• [GOAL]: Copy out every line of the material that contains the string "ceiling", treating uppercase and lowercase as different.

• [RECORDS]:
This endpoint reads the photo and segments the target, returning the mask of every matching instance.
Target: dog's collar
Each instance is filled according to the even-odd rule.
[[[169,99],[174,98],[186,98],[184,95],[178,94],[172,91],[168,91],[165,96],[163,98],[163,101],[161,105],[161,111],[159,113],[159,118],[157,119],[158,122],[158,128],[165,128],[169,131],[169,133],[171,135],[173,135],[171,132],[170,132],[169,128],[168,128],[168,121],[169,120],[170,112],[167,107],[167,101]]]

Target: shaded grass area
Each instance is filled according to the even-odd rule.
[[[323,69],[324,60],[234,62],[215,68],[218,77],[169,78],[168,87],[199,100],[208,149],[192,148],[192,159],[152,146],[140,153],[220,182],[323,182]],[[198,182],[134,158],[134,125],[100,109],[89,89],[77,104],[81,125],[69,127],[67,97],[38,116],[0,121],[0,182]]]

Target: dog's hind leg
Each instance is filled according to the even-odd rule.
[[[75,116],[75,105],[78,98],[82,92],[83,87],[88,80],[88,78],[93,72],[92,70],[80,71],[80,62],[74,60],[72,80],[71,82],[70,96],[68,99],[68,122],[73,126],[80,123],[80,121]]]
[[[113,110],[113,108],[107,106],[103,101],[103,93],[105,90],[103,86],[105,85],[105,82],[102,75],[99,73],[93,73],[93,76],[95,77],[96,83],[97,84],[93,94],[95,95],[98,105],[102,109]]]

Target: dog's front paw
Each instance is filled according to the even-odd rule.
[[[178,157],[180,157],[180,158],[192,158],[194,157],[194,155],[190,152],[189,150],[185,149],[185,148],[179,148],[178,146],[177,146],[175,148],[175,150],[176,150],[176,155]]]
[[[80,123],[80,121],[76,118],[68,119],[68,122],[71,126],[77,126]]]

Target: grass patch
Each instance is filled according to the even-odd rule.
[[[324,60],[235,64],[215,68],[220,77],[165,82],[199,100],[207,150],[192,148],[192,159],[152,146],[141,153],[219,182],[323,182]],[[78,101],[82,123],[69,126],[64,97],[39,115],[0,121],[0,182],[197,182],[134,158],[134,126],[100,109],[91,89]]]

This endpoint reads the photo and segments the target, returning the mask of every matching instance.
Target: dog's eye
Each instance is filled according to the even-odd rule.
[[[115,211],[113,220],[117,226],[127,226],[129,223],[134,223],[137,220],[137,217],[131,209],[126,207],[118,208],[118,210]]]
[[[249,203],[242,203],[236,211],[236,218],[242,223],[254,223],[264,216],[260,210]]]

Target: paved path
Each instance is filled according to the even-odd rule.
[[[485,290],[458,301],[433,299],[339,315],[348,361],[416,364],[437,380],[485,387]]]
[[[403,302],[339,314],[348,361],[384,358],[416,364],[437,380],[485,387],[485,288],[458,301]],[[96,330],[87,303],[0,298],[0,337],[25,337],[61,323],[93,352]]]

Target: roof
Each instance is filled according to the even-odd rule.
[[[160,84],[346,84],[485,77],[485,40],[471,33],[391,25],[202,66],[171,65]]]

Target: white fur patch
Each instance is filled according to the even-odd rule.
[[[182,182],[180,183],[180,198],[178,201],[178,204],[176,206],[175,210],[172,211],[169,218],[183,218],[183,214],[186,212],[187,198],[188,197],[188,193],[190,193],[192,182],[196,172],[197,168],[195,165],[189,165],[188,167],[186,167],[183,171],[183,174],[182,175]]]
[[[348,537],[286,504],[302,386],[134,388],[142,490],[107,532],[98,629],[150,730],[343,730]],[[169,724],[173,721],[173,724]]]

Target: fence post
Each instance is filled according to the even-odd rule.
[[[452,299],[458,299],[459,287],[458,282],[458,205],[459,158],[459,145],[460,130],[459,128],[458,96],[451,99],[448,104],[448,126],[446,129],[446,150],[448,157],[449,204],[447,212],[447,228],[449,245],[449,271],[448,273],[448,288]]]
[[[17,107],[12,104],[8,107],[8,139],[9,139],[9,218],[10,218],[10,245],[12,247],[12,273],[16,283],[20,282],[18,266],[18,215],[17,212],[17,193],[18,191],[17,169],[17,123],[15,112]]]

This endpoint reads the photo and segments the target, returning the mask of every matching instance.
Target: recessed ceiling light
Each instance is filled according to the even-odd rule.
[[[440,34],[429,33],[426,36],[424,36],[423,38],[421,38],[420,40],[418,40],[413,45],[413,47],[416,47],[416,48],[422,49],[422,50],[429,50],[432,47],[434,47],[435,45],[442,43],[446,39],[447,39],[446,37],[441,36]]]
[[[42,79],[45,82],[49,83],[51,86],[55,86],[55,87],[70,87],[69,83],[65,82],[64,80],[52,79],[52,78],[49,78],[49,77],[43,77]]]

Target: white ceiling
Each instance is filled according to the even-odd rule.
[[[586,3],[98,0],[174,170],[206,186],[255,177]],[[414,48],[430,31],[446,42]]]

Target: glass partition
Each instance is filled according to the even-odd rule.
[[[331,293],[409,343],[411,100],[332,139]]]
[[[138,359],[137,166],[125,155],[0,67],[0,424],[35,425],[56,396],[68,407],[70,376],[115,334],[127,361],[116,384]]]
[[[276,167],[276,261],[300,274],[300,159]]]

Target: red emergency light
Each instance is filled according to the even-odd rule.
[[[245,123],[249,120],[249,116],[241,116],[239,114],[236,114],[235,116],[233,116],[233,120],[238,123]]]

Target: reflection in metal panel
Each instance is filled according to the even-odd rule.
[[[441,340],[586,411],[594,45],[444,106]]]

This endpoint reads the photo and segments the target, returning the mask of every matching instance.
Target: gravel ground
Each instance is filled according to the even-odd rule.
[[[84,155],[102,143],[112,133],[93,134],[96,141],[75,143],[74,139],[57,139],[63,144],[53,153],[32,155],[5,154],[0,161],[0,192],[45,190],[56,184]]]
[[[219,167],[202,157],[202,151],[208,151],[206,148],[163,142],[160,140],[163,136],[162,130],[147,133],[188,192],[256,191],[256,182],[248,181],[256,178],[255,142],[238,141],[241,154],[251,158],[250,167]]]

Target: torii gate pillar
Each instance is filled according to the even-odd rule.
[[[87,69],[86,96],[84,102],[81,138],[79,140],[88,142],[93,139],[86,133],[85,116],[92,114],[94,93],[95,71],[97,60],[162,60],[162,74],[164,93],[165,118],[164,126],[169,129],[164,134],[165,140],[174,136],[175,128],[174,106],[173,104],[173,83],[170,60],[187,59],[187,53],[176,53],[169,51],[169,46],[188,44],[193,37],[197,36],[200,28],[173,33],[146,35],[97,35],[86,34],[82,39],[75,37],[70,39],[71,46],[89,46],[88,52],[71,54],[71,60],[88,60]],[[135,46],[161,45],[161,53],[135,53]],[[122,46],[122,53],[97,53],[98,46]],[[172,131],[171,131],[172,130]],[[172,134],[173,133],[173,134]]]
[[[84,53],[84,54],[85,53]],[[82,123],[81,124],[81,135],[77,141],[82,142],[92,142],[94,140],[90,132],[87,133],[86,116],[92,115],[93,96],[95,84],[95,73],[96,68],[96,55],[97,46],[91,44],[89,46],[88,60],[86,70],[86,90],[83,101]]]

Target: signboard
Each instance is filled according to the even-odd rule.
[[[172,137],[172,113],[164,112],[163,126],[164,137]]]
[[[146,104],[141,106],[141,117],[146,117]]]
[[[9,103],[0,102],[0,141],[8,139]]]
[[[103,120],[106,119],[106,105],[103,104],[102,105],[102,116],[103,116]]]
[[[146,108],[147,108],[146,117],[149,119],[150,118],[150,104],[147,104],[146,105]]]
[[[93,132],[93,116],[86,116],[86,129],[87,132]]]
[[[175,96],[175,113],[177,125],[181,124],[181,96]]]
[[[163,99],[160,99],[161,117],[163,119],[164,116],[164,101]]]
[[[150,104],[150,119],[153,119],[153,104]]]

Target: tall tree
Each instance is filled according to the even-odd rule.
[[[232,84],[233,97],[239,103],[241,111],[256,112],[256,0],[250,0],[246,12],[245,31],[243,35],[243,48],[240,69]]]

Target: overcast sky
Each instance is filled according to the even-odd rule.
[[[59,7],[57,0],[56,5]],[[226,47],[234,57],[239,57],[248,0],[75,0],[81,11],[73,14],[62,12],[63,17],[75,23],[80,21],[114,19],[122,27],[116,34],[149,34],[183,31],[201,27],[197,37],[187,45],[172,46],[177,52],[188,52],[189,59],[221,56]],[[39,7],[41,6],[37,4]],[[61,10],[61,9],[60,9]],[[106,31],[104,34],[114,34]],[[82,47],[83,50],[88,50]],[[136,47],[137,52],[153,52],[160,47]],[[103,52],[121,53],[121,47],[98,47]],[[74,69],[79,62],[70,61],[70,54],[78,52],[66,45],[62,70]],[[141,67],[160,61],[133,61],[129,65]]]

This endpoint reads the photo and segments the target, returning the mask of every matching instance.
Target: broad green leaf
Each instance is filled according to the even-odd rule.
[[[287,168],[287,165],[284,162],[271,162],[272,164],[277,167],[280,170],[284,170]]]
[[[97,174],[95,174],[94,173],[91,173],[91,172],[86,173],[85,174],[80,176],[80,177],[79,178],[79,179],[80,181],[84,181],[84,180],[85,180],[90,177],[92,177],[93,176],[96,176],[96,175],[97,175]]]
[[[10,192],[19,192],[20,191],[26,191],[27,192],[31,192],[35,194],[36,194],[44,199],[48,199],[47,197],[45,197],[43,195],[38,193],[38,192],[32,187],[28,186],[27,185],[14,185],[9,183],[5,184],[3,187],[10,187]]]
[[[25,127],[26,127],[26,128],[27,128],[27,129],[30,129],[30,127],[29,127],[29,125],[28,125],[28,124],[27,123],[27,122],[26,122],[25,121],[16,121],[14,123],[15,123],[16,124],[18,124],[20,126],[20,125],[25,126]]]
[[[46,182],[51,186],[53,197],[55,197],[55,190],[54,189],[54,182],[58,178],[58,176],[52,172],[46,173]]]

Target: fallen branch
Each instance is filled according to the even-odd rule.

• [SOLUTION BELOW]:
Target: recessed ceiling light
Target: white ceiling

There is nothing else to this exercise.